Сказке неведом мифический герой, не говоря уж об исторических личностях. Ей ведомы злые люди, могучие исполины, хитрые карлики. Ей знакомо убийство, но незнакома война – главная, даже, пожалуй, единственная тема мифа. В сказке нет войск и полководцев, рабов и трофеев. Есть изобилие, но нет богов. Миф и сага – мужское повествование, песнь, исполняемая в пиршественном или тронном зале. Сказку рассказывают матери у постели или у очага. Однако заметим в скобках, что исполнитель эпоса – это уже vates (вдохновенный песнопевец и прорицатель), но тоже еще не poeta, не художник в более позднем понимании.
«Один» король, живущий в сказке, – не исторический монарх и не Геракл, героический прообраз всех властителей. Это даритель сокровищ, обладатель изобилия, отец (в первую очередь, королевских дочерей). Роль матери играет Земля.
В сказочном короле не приходится сомневаться: его ранг полностью обоснован его же бытием. Король мифологический уже опирается на определенный порядок и становится предметом оценки, в результате чего иногда выясняется, что характер властителя не соответствует статусу. Так было с Еврисфеем и Гунтером – слабаками, дававшими поручения героям. Агамемнон, пользуясь своим статусом, отнял Брисеиду у Ахилла, обладателя божественной силы.
Деяния сказочных и мифологических персонажей часто очень похожи, что ведет к их полному слиянию в повествовательной практике. И все же они различаются своей принадлежностью к разным уровням сознания. Сказочный герой чувствует Землю и обладает природной интуицией, хотя он дурак и одновременно потому что он дурак. Земля дорожит им, поэтому он непотопляем. «И если они не померли, так, верно, и сейчас еще живут», – эта сказочная концовка, несомненно, очень стара.

──────

*Задачи и задания*
1/ Повторите дословно отрывок из текста о сказке и мифе: от слов «Деяния сказочных и» до слов «несомненно, очень стара.» включительно.
2/ Продолжите текст о сказке и мифе с того места, на котором он заканчивается.
Приведенные ниже строки никак не связаны с текстом о сказке и мифе.

[Данные для привязки объектов по описанию на естественном языке]
──────

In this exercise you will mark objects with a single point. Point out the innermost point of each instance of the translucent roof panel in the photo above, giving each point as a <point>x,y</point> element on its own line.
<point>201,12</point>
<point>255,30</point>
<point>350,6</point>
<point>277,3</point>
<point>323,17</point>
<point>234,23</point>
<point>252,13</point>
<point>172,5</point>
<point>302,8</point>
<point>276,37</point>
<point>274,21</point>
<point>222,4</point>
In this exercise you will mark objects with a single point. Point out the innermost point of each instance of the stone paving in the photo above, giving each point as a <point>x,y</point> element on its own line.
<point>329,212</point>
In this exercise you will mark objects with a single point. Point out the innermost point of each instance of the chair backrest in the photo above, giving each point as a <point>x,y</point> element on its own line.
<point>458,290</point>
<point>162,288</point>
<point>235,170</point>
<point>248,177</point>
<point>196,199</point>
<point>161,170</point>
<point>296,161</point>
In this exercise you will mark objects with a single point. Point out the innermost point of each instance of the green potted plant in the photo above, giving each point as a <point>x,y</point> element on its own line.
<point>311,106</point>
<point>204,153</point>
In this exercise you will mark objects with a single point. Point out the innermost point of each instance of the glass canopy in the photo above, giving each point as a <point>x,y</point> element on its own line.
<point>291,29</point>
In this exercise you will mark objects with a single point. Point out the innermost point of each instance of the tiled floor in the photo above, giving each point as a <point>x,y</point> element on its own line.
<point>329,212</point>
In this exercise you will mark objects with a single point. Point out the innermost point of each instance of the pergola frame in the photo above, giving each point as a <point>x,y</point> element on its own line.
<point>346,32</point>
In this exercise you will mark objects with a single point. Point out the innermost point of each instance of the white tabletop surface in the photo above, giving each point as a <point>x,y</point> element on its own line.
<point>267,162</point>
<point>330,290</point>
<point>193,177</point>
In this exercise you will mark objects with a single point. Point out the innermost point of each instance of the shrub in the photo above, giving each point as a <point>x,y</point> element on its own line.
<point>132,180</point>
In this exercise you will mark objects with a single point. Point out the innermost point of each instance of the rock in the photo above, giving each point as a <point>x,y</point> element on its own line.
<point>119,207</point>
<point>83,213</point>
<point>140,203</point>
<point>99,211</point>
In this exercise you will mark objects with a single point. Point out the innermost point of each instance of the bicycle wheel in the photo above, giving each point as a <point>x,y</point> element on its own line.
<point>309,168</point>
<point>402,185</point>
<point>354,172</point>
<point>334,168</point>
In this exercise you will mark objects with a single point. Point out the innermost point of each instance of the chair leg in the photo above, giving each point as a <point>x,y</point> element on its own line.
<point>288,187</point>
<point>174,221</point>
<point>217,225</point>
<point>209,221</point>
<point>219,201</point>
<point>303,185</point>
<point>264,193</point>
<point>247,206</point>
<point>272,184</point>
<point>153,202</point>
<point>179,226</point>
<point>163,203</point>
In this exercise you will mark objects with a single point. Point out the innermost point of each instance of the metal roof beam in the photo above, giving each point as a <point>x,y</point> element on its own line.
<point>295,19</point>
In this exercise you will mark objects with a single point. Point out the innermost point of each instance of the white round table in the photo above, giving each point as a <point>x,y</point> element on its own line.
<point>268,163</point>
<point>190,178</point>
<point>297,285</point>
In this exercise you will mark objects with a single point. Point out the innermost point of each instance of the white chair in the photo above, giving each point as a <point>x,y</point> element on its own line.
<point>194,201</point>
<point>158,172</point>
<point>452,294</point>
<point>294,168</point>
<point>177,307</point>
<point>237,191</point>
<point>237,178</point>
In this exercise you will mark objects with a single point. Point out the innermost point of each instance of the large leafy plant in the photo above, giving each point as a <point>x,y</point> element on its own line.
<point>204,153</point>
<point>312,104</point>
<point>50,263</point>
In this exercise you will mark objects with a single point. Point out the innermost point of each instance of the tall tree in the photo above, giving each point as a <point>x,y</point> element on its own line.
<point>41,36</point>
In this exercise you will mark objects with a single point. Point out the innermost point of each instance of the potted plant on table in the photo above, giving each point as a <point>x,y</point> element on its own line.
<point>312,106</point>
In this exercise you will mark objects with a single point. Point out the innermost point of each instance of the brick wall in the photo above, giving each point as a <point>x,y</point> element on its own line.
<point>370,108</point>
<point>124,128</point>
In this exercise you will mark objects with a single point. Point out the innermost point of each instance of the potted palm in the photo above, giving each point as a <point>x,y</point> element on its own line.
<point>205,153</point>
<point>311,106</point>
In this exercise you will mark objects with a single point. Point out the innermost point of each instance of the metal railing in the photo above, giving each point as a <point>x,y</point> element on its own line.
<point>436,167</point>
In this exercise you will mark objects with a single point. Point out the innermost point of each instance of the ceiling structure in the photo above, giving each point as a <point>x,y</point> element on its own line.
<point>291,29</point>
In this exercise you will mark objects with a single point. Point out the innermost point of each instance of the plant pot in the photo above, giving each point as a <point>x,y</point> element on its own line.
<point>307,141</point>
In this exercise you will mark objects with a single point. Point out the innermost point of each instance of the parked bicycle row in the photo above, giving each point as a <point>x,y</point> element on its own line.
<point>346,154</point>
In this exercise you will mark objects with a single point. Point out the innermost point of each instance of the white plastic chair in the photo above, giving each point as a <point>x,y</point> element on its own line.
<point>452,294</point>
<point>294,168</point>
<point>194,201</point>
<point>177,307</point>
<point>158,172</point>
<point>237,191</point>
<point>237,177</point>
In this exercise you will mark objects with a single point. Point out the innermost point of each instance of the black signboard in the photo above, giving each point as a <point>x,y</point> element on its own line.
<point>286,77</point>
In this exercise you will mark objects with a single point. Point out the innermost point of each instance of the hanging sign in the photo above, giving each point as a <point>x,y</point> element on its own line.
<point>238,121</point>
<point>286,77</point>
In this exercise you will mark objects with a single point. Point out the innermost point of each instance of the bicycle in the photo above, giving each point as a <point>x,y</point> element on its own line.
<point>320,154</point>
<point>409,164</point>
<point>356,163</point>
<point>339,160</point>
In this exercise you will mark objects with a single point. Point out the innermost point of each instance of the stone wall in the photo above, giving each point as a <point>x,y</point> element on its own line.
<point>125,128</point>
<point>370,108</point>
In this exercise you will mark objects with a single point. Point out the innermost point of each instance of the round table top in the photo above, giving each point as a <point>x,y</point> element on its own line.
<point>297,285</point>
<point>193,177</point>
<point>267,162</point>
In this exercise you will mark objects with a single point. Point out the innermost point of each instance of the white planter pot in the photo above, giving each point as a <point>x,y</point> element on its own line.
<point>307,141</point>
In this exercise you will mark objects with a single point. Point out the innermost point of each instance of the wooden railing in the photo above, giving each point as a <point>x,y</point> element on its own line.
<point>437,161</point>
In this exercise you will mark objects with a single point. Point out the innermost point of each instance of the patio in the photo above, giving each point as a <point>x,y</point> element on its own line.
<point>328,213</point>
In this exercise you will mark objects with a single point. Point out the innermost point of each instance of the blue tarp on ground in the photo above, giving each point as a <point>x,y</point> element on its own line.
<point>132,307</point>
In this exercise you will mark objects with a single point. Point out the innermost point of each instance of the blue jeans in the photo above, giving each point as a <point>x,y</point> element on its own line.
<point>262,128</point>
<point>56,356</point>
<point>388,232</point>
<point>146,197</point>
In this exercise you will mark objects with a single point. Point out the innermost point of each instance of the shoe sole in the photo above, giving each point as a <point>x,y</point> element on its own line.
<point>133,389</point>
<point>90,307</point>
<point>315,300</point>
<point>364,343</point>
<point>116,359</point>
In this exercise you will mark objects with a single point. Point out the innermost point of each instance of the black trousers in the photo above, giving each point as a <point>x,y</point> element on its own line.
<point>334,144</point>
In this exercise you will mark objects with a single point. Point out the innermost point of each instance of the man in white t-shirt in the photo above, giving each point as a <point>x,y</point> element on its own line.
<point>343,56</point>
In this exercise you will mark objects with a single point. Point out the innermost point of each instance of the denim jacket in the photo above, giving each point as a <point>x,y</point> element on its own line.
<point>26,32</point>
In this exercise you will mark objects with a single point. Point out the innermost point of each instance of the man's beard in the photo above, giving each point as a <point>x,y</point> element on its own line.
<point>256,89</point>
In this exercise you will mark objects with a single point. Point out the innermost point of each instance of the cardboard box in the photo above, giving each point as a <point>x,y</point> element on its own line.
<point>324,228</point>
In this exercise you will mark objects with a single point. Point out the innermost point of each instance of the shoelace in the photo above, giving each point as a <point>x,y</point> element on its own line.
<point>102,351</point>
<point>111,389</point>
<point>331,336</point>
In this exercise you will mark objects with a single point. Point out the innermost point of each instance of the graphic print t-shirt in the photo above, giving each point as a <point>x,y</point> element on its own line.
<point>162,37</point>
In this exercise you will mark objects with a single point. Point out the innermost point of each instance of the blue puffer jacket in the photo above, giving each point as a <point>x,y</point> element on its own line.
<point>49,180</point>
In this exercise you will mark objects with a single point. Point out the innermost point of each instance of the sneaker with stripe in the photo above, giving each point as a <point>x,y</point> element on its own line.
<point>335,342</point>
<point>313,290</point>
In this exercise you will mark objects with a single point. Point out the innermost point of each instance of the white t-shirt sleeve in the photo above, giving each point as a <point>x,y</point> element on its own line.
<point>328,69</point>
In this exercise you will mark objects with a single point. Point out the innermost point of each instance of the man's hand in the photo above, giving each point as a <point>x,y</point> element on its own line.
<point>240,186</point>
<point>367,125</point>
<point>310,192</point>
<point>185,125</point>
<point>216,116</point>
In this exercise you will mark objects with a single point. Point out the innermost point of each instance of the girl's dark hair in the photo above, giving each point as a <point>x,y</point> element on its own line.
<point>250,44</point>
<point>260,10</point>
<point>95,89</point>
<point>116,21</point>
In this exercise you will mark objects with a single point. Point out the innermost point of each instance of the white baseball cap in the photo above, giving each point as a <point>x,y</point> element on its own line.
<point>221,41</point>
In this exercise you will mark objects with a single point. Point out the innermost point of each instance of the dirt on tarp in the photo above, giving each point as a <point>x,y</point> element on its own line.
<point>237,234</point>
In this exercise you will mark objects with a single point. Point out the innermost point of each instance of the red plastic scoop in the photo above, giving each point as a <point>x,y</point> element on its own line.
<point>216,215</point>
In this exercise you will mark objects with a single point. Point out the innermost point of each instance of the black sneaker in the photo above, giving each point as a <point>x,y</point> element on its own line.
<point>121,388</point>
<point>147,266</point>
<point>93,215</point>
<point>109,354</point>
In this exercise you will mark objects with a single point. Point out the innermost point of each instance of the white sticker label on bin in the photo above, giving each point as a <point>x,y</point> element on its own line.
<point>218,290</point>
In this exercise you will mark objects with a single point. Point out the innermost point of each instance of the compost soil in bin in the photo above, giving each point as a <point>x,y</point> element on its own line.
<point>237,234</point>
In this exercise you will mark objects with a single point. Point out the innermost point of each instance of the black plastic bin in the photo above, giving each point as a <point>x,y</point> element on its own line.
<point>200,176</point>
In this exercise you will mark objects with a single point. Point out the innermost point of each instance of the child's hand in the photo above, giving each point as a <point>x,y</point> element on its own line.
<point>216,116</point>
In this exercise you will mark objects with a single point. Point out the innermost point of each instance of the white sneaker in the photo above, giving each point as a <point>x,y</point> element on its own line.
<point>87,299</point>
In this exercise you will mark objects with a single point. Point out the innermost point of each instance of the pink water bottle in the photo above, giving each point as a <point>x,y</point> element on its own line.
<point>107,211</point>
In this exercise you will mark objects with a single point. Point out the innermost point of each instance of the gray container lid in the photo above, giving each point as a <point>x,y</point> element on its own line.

──────

*Ответы к заданиям*
1/
Деяния сказочных и мифологических персонажей часто очень похожи, что ведет к их полному слиянию в повествовательной практике. И все же они различаются своей принадлежностью к разным уровням сознания. Сказочный герой чувствует Землю и обладает природной интуицией, хотя он дурак и одновременно потому что он дурак. Земля дорожит им, поэтому он непотопляем. «И если они не померли, так, верно, и сейчас еще живут», – эта сказочная концовка, несомненно, очень стара.

2/
Герой мифа по рождению связан с солнцем. Нередко он полубог, имеющий прослеживаемую генеалогию. Исторические властители тоже называли себя потомками богов. Герой распространяет яркий, порой ослепляющий свет. Он уже не живет в полном непрерывном наслаждении щедростью Земли. Ему приходится завоевывать ее богатства, поворачивая реки вспять, осушая болота, убивая монстров. В предшествующую эпоху победа над драконом, львом, вепрем или гидрой не была ничьей миссией. К местам обитания этих существ относились скорее почтительно. Понятие об их «вредоносности» возникло на почве первых хозяйственных соображений, когда человек занялся скотоводством и хлебопашеством. Из мифа явствует, что Земля восприняла такое вмешательство как кощунство и мстила людям за него. Сегодня такие мероприятия, как осушение болот или борьба с вредителями, тоже имеют теневую сторону: они нарушают природное равновесие.
В мифе о Мелампе, великом прорицателе и целителе, описано святотатственное преступление против змеи – животного, которое, прежде всего, выступает как представитель стихии земли. Возле жилища Мелампа рос дуб, где было змеиное гнездо. После того как слуга в его отсутствие убил змею-мать, Меламп вырастил ее детенышей. Однажды, пока он спал, они обступили его и вылизали ему уши, после чего он смог понимать язык птиц и предсказывать будущее.
Обретение дара ясновидения благодаря такому очищению ушей или глаз либо благодаря вкушению змеиного мяса – бесконечно повторяющийся мотив сказок и легенд разных народов.
Наиболее очевидное проявление того, что новые силы исказили старый образ Земли и нарушили связанный с ним порядок, – покорение ее первоначальных обитателей. Яркий пример – удушение Антея, получавшего свою великанскую силу от соприкосновения с почвой. Геракл поднял его, и он умер в новом свете, оторванный от матери.